Tasks:
A: According to the post on Jonas Salk's birthday, how many whooping cough cases were reported in the U.S. from Jan. 1 through Aug. 16?
B: Carry the post on Jonas Salk and vaccination forward from its final sentence, writing the paragraphs that would come next.

Text segment:
October 28, 2014

A Sad Juxtaposition

Today is Jonas Salk's 100th birthday.  He was born today in 1914 and he was instrumental in the fight against polio - with a vaccine.

And now the sad:
A growing anti-vaccination movement, coupled with ongoing difficulties in reaching underserved populations, is taking a global toll on efforts to eradicate infectious diseases, new data from the Council on Foreign Relations suggests.

Polio, measles, mumps, rubella and whooping cough are all preventable with safe, low-cost vaccines. Yet the council’s Vaccine-Preventable Outbreaks Map shows hundreds of thousands of cases of those diseases worldwide from 2006 to the present day.
More specifically:
Within the United States, where access to childhood vaccines is almost universal, measles outbreaks in May 2014 reached a record high for the past two decades. A vast majority of those afflicted had not been vaccinated for religious, philosophical or personal reasons. According to the Centers for Disease Control and Prevention, 17,325 cases of whooping cough, also known as pertussis, were reported in the U.S. from Jan. 1 through Aug. 16 this year -- a 30 percent increase from the same time period last year.

Dataset excerpt:
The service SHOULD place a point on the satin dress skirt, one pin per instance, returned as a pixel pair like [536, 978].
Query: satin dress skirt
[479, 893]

Answers:
A: 17,325

B:
A recent report by The Hollywood Reporter revealed the consequences of Los Angeles' plummeting vaccination rates: The city has seen more than 1,300 cases of whooping cough this year alone, and some of the hardest-hit areas are LA's most affluent neighborhoods. Lower vaccination rates have also been linked to recurring measles outbreaks in Great Britain, with more than 2,000 cases reported since 2013.

“One terrible truth stands out: Misinformation and rumors from just one persuasive voice, delivered effectively, can derail entire immunization campaigns and persuade millions of parents to shun vaccinations for their children,” [Laurie Garrett, the Council on Foreign Relations senior fellow for global health]  wrote in a Los Angeles Times op-ed last week. “Every baby who has died of pertussis in California, been paralyzed by polio in Pakistan or suffered from measles in the United Kingdom represents a tragedy that might have been prevented.”
This is one of the things that happens when science is displaced by non-science.